• EXERCISE DIRECTIONS
Copy out exactly the line that contains "Practice step: locate the tan" and all lines following it to the end of the data.

• SUPPLIED RECORDS
---------------

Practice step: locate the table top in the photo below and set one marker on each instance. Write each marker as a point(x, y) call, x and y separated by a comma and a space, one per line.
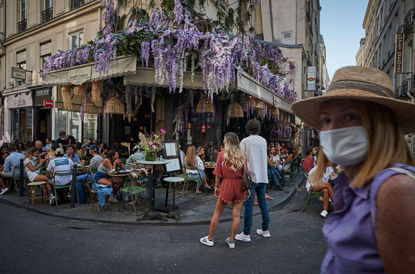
point(152, 163)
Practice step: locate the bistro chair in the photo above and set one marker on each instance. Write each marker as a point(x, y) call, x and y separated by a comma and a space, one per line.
point(133, 191)
point(68, 186)
point(187, 179)
point(310, 194)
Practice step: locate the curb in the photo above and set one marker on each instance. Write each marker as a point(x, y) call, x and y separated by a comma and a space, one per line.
point(276, 207)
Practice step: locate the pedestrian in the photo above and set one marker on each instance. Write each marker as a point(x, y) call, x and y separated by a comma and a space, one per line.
point(230, 168)
point(362, 128)
point(255, 149)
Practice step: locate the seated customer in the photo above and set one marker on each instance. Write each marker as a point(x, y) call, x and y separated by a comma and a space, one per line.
point(12, 163)
point(81, 179)
point(59, 164)
point(193, 161)
point(319, 181)
point(32, 165)
point(102, 177)
point(71, 154)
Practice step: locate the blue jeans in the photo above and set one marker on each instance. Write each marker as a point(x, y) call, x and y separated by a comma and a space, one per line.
point(259, 189)
point(81, 192)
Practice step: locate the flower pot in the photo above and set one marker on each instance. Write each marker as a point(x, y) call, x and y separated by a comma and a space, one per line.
point(151, 156)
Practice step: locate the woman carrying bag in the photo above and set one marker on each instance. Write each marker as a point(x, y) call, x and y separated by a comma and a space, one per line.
point(230, 167)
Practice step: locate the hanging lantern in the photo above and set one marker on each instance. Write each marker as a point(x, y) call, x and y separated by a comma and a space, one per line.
point(96, 93)
point(275, 112)
point(235, 110)
point(114, 106)
point(79, 90)
point(204, 105)
point(66, 97)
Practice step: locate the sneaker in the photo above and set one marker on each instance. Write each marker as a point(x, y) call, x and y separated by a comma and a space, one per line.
point(243, 238)
point(263, 233)
point(4, 190)
point(231, 244)
point(51, 199)
point(205, 241)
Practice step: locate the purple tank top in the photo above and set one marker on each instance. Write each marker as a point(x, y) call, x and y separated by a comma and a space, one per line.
point(350, 230)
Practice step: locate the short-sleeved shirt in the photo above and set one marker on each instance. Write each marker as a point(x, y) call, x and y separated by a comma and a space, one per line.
point(255, 149)
point(96, 160)
point(63, 165)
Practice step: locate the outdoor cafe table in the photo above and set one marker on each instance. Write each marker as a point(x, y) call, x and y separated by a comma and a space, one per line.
point(151, 214)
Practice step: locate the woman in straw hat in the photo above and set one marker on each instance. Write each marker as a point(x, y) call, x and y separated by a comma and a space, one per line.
point(362, 129)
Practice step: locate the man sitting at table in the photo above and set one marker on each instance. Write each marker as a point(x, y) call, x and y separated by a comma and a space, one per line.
point(81, 179)
point(59, 164)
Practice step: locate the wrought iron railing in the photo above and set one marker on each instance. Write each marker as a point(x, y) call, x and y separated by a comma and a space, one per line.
point(47, 14)
point(21, 26)
point(77, 3)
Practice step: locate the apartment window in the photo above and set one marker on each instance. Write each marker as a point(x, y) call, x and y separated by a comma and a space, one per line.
point(75, 39)
point(77, 3)
point(45, 52)
point(47, 12)
point(287, 37)
point(22, 24)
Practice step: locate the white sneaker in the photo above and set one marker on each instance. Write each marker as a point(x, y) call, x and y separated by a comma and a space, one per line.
point(4, 190)
point(264, 234)
point(243, 238)
point(231, 244)
point(205, 241)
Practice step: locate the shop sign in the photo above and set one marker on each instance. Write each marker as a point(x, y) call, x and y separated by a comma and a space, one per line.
point(20, 100)
point(311, 78)
point(398, 53)
point(48, 103)
point(18, 73)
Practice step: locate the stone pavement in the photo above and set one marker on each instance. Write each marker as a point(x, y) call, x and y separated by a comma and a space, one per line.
point(192, 209)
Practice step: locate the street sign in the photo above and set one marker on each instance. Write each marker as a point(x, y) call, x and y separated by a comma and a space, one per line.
point(18, 73)
point(48, 103)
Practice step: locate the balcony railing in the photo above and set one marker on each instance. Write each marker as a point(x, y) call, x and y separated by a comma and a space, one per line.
point(21, 26)
point(77, 3)
point(47, 14)
point(407, 85)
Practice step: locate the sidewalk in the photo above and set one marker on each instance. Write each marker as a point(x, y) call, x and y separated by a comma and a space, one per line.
point(192, 209)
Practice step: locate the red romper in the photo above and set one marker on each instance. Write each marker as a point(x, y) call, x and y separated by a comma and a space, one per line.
point(230, 189)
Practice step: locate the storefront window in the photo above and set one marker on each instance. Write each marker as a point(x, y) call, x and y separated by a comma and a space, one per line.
point(90, 129)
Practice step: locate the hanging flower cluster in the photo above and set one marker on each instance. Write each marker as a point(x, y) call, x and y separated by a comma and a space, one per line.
point(172, 43)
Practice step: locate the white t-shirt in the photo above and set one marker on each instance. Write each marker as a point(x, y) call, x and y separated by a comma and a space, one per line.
point(326, 176)
point(255, 149)
point(61, 164)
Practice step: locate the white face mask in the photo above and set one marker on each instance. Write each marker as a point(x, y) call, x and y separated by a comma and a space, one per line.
point(345, 146)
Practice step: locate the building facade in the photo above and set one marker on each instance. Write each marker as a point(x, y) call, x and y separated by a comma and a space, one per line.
point(388, 45)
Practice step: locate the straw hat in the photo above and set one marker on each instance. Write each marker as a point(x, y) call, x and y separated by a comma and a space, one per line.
point(363, 84)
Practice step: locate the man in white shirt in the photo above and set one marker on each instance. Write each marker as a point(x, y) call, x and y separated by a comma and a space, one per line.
point(255, 149)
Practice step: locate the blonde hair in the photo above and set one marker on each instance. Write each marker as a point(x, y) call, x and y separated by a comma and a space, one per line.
point(387, 144)
point(190, 158)
point(233, 153)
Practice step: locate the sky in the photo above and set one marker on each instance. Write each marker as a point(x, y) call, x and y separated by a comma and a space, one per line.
point(341, 24)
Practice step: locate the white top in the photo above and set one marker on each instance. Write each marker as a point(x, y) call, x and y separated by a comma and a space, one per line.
point(30, 174)
point(255, 149)
point(326, 176)
point(199, 164)
point(61, 164)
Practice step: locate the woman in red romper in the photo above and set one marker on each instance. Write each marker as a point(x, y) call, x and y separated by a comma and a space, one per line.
point(230, 168)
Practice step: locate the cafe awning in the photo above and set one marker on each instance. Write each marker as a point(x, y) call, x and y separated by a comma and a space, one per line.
point(84, 73)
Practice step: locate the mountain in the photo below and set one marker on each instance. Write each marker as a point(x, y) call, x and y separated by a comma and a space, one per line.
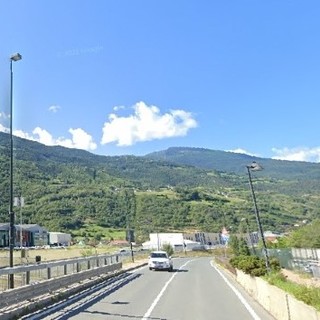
point(236, 163)
point(176, 189)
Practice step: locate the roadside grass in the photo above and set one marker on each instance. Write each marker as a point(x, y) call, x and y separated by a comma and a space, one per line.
point(308, 295)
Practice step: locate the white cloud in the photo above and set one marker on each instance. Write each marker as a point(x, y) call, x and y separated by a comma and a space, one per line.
point(297, 154)
point(147, 123)
point(242, 151)
point(117, 108)
point(80, 139)
point(54, 108)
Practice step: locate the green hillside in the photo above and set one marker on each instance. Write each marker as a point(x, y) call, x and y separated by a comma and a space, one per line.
point(66, 189)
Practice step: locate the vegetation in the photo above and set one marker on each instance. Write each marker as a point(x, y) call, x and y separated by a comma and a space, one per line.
point(88, 195)
point(309, 295)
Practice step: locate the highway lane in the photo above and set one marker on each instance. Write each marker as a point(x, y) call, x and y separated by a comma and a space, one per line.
point(196, 290)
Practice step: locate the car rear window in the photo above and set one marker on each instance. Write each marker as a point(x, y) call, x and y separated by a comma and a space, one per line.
point(158, 255)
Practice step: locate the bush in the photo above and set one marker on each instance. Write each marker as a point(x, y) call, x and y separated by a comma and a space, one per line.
point(252, 265)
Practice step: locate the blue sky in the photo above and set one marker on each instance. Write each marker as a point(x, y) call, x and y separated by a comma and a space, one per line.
point(133, 77)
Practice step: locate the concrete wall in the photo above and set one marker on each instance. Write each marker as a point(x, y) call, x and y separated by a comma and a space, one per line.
point(280, 304)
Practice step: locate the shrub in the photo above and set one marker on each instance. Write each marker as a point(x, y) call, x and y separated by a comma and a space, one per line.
point(252, 265)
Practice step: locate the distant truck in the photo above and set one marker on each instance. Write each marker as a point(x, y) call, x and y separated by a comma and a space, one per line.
point(59, 239)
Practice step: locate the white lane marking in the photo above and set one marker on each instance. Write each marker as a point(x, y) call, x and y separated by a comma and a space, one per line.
point(237, 293)
point(154, 303)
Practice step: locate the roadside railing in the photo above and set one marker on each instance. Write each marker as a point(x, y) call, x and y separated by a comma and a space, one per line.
point(34, 273)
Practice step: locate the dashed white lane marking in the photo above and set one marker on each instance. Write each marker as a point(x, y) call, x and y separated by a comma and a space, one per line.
point(238, 294)
point(155, 302)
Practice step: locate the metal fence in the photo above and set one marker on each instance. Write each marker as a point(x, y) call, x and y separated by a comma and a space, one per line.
point(300, 259)
point(34, 273)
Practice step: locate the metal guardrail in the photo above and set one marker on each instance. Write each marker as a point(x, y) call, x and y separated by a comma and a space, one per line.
point(27, 294)
point(33, 273)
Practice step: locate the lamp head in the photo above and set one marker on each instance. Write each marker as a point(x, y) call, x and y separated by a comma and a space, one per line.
point(254, 166)
point(16, 57)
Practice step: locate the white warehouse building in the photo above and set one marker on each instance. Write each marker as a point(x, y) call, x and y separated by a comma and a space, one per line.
point(59, 239)
point(176, 240)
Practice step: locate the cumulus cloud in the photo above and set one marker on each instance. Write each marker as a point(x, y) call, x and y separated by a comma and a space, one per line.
point(54, 108)
point(297, 154)
point(242, 151)
point(80, 139)
point(145, 124)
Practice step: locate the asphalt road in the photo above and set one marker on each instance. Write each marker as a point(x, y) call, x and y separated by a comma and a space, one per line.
point(195, 290)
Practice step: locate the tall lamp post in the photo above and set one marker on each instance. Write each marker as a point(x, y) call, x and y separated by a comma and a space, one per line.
point(254, 166)
point(13, 58)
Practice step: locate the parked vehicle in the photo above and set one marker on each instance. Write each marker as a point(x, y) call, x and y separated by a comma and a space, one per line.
point(160, 260)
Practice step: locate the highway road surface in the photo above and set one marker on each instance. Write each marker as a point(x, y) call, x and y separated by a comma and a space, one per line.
point(195, 290)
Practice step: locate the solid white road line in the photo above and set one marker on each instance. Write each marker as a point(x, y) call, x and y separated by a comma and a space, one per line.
point(238, 294)
point(154, 303)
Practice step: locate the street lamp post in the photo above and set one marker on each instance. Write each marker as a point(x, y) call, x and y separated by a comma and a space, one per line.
point(13, 58)
point(256, 167)
point(249, 234)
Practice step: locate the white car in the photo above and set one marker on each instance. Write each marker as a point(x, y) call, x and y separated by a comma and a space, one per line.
point(160, 260)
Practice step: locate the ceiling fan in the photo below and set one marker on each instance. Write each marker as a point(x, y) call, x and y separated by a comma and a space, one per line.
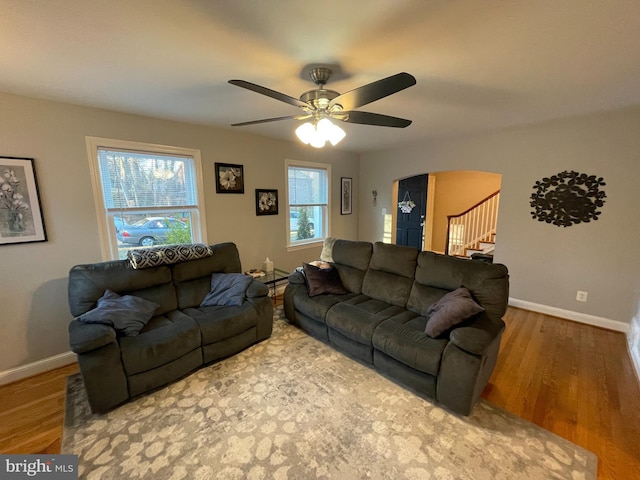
point(320, 105)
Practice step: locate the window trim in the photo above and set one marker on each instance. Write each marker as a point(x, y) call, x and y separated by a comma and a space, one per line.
point(316, 241)
point(106, 231)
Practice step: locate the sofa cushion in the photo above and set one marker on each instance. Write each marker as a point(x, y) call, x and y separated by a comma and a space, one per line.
point(358, 317)
point(164, 339)
point(219, 323)
point(126, 314)
point(488, 283)
point(227, 289)
point(390, 274)
point(193, 279)
point(314, 307)
point(402, 337)
point(87, 283)
point(352, 260)
point(452, 309)
point(322, 281)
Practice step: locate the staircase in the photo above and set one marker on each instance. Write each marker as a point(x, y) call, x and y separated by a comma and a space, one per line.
point(472, 232)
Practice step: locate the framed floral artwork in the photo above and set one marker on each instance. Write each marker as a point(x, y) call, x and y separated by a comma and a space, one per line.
point(21, 218)
point(266, 202)
point(346, 195)
point(229, 178)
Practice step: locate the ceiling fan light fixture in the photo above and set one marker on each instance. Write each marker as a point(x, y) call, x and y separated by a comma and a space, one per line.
point(317, 134)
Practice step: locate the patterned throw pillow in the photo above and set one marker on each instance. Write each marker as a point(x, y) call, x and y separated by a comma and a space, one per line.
point(155, 256)
point(321, 281)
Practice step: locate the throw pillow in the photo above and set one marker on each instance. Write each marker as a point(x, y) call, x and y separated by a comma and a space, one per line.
point(227, 289)
point(322, 280)
point(454, 308)
point(167, 255)
point(127, 314)
point(327, 249)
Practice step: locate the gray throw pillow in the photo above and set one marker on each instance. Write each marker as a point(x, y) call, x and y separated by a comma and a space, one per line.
point(127, 314)
point(454, 308)
point(322, 281)
point(227, 289)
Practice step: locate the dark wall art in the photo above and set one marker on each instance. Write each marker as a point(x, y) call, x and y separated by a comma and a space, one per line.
point(567, 198)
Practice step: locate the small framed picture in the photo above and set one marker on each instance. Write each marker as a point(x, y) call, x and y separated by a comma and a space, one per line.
point(346, 196)
point(266, 202)
point(21, 218)
point(229, 178)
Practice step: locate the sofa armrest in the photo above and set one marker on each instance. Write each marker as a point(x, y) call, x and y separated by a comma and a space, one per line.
point(84, 337)
point(477, 336)
point(257, 289)
point(296, 278)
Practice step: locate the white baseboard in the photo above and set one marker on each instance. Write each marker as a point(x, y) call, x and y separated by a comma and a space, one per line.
point(571, 315)
point(34, 368)
point(632, 331)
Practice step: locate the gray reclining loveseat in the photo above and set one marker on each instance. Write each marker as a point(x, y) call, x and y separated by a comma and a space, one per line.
point(383, 318)
point(181, 335)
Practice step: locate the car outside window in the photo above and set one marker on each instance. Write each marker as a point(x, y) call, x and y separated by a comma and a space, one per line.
point(146, 195)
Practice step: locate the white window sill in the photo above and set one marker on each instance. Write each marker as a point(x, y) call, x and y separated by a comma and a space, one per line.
point(304, 246)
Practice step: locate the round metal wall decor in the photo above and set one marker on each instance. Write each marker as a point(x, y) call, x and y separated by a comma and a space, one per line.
point(567, 198)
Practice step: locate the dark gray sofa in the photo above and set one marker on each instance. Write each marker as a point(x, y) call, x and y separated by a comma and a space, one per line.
point(382, 320)
point(181, 336)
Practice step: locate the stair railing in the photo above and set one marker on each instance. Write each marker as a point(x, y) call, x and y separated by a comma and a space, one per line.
point(476, 224)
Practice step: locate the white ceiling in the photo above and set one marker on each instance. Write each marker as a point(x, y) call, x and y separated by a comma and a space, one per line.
point(480, 65)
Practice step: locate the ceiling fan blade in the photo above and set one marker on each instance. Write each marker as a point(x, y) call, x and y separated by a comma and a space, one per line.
point(374, 91)
point(367, 118)
point(276, 119)
point(269, 93)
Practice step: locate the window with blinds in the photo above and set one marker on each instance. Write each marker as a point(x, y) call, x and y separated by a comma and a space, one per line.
point(148, 196)
point(307, 202)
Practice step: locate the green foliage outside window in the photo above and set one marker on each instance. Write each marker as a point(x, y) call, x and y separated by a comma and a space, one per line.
point(304, 229)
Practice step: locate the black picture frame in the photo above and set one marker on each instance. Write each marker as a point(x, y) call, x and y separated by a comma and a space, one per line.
point(266, 201)
point(346, 196)
point(21, 219)
point(229, 178)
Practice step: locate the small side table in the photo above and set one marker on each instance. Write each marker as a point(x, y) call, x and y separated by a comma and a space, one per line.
point(273, 279)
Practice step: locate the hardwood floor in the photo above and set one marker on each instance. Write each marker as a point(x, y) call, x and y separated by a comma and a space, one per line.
point(572, 379)
point(32, 412)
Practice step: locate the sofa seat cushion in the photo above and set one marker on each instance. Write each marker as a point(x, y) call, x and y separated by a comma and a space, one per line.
point(164, 339)
point(315, 307)
point(219, 323)
point(402, 338)
point(359, 316)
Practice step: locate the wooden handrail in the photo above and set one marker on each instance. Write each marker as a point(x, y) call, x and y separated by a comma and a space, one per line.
point(475, 206)
point(481, 229)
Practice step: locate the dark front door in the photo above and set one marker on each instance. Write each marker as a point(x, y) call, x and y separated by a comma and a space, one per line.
point(409, 226)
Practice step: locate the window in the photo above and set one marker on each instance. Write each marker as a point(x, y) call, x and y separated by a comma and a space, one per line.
point(145, 195)
point(307, 202)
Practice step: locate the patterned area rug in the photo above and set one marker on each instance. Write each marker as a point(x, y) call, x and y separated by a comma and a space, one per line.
point(292, 407)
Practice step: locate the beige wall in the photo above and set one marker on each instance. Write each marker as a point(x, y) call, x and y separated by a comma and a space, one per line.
point(547, 264)
point(455, 192)
point(33, 287)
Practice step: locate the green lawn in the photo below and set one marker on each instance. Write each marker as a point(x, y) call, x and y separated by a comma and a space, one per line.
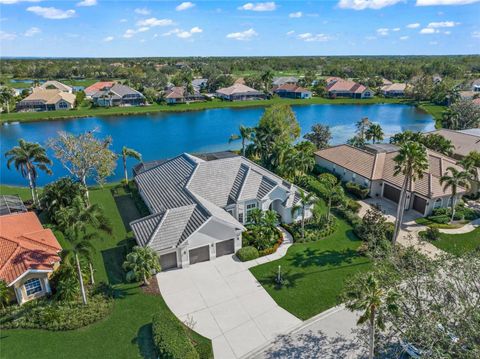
point(126, 333)
point(89, 112)
point(459, 243)
point(315, 272)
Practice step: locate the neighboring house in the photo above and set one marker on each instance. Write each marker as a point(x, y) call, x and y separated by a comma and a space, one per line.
point(345, 88)
point(292, 91)
point(464, 141)
point(199, 207)
point(98, 86)
point(47, 100)
point(394, 90)
point(29, 255)
point(118, 95)
point(239, 92)
point(285, 80)
point(374, 167)
point(179, 95)
point(52, 85)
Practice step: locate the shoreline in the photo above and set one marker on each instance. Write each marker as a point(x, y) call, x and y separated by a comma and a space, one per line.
point(200, 106)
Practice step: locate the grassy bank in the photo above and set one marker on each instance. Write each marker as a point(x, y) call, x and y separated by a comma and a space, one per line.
point(198, 106)
point(127, 332)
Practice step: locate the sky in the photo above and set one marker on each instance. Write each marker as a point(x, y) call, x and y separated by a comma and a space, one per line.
point(107, 28)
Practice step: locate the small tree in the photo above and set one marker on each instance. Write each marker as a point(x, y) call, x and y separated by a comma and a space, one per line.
point(141, 263)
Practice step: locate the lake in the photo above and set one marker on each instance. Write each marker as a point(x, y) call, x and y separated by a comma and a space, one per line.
point(164, 135)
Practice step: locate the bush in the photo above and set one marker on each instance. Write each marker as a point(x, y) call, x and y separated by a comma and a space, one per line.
point(170, 338)
point(357, 190)
point(247, 253)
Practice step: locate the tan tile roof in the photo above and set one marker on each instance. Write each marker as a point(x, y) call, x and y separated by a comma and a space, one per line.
point(376, 166)
point(25, 245)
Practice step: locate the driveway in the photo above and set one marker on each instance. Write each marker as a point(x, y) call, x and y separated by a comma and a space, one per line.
point(223, 301)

---------------

• ANSWER SPACE
Practice step: locate the tan tile roof in the photo above and set one marker on each instance. Write each marker as a point(x, y) call, x and y separated by a comma and a space, one per line.
point(376, 166)
point(25, 245)
Practice step: locate the driveway in the photo above and set one marker on each instance. Write each marker as a point(x, y) call, x and y separated by a comma and a space, one per line.
point(223, 301)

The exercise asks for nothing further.